(Passage to read):
GOP senators working with Sinema to hatch border add to spending bill

GOP senators working with Sinema to hatch border add to spending bill

A group of mostly Republican senators and Independent Kyrsten Sinema are working on a proposal to deliver billions more in border security funding, hoping to drive up GOP support for the Senate’s stopgap spending bill.

While the amendment is not finished, those senators are hoping to deliver as much as $6 billion in border funding to a bill that currently lacks that extra money, according to senators and aides. The idea is to send roughly the same amount of funding to the border as is currently slated for Ukraine’s defense and disaster aid.

Nothing is final and negotiators are still working on the details, senators said as they left the meeting. Sen. Katie Britt (R-Ala.) said the goal is to “keep the government open and shut the border down.” And some Republicans want immigration policy changes, a much more challenging subject for the Senate to confront.

(Assignment):
Change "stopgap" to "temporary" in the part of the border funding article that opens with the words containing "A group of mostly" and closes with "and disaster aid.", and give that part again. The entries have no connection to the article on border funding.

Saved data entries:
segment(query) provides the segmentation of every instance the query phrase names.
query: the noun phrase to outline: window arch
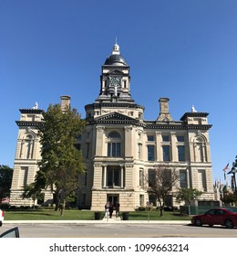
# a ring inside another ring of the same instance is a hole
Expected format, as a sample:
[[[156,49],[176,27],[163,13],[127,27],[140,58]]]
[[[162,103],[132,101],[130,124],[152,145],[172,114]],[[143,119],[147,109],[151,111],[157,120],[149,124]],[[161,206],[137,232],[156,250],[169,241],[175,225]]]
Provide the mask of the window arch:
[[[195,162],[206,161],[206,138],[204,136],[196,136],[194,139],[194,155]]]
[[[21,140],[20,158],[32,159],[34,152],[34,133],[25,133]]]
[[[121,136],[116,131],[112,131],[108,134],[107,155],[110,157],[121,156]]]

* * *

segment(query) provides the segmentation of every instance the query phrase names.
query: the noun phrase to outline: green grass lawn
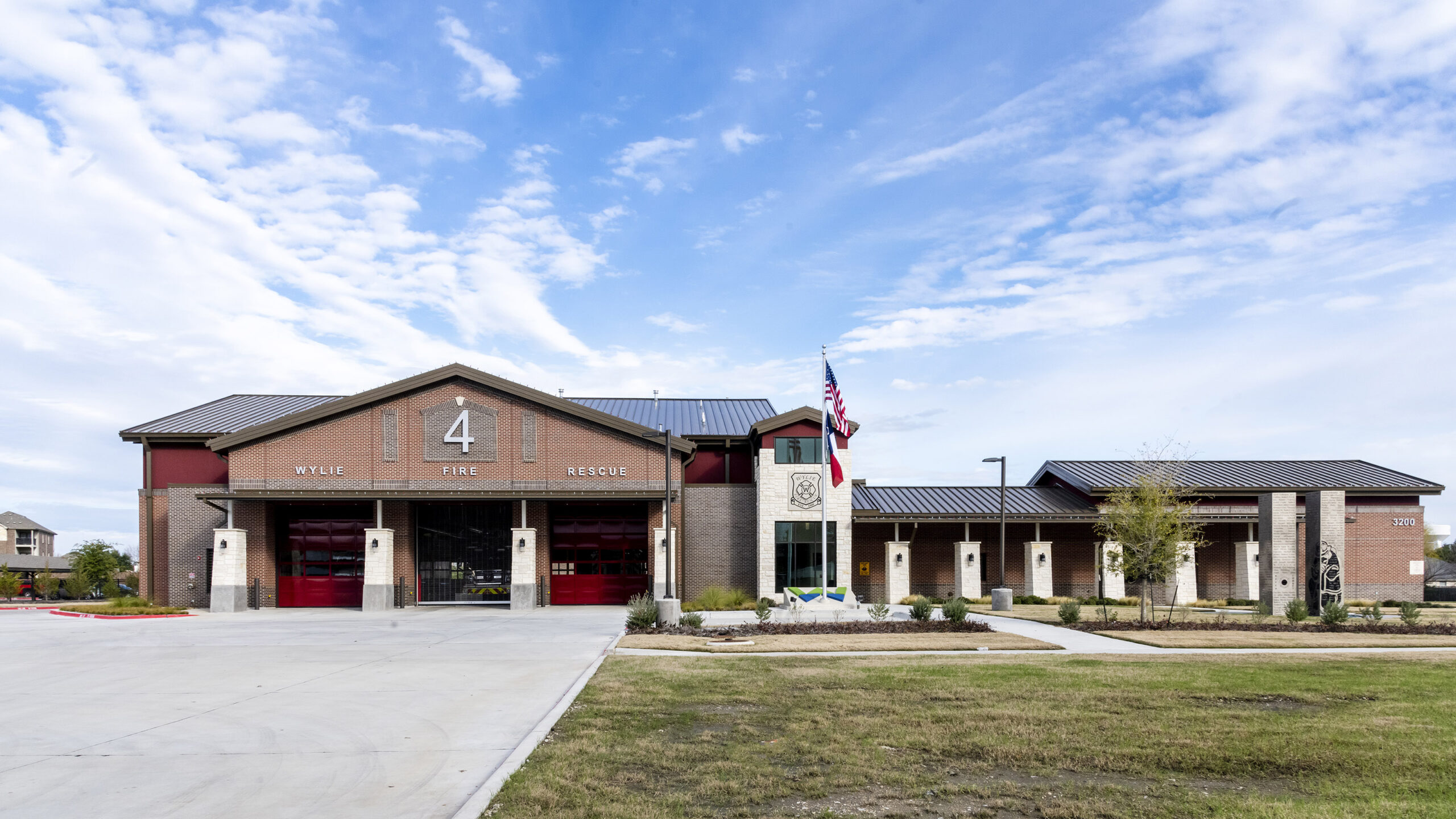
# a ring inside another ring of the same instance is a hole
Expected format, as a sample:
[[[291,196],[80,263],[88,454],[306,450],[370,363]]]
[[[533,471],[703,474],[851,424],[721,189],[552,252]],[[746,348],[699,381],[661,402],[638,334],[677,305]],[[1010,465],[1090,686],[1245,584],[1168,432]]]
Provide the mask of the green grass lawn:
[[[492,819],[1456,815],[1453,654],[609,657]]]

(Finished exercise):
A group of mostly Republican senators and Independent Kyrsten Sinema are working on a proposal to deliver billions more in border security funding, hoping to drive up GOP support for the Senate’s temporary spending bill.

While the amendment is not finished, those senators are hoping to deliver as much as $6 billion in border funding to a bill that currently lacks that extra money, according to senators and aides. The idea is to send roughly the same amount of funding to the border as is currently slated for Ukraine’s defense and disaster aid.